RECORDS FOR THIS TASK |
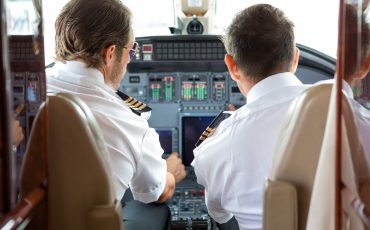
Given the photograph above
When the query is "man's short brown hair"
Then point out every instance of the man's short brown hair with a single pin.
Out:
(85, 27)
(261, 41)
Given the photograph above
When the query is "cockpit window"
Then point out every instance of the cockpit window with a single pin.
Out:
(316, 21)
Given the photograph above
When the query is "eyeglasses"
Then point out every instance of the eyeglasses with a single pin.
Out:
(132, 52)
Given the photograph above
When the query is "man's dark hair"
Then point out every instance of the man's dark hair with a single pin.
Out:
(357, 38)
(85, 27)
(261, 41)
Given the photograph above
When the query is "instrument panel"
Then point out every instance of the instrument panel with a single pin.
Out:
(186, 83)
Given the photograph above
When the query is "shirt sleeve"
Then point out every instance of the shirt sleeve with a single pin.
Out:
(150, 178)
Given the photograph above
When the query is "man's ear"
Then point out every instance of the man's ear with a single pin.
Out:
(294, 65)
(108, 55)
(232, 67)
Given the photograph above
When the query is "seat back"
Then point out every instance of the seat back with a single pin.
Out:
(67, 149)
(355, 178)
(289, 187)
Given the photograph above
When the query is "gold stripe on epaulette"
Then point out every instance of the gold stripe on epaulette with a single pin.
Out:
(128, 100)
(132, 103)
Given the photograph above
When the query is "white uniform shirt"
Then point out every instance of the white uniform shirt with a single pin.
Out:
(134, 148)
(362, 116)
(232, 164)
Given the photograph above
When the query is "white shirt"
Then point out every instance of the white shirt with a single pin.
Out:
(362, 116)
(232, 164)
(134, 148)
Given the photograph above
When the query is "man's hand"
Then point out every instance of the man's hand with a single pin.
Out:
(176, 167)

EXERCISE |
Above are the records; copy every one of them exactly and omit the images.

ANSWER BOX |
Given the photograph above
When the query is "man's short brown hair"
Then point out every instance of the man's short brown hair with a single pin.
Out:
(85, 27)
(261, 41)
Given the photograph above
When the query is "cockpit window"
Then point out every instance of the cockpit window with a single pin.
Out:
(316, 21)
Given the photograph above
When the query is "eyeglasses"
Then point out every instance of the eyeglasses with a single pin.
Out:
(132, 52)
Given the photograph above
When the query is "man's dark hair"
Then point out every instance of the man's dark hair with a single pin.
Out:
(357, 38)
(85, 27)
(261, 41)
Given the photograph above
When the query is "instrument panel"
Then point out every instance of the instrument panel with a single pin.
Out:
(186, 83)
Given the photograph above
When the query is "shirt sleeve"
Then point out every instance of the shirt sleeve with a single pin.
Out:
(150, 178)
Given the photograph above
When the query is "man's ear"
Then point out every instance of the man's ear with a single pin.
Out:
(294, 65)
(108, 55)
(232, 67)
Given the photograph above
When the query is "seat back"
Then point out every instance of the seat back with a single pin.
Out:
(67, 149)
(355, 178)
(289, 187)
Given the photograph above
When the query is "gold stripe on epaulette"
Then point out every instance of the gold stripe on epaulette with a single pin.
Out:
(128, 100)
(132, 103)
Given the photograph above
When the query is "white uniform shirt"
Then point out every instance of the white uniform shirt with a single pin.
Out:
(134, 148)
(362, 116)
(232, 164)
Given the photograph above
When the query is "white shirt"
Then point out every instance of the white shirt with a single pin.
Out:
(362, 116)
(232, 164)
(134, 148)
Given the photograph above
When the query is "man's hand"
Then point out every instance of the man's hand with a single pin.
Out:
(176, 167)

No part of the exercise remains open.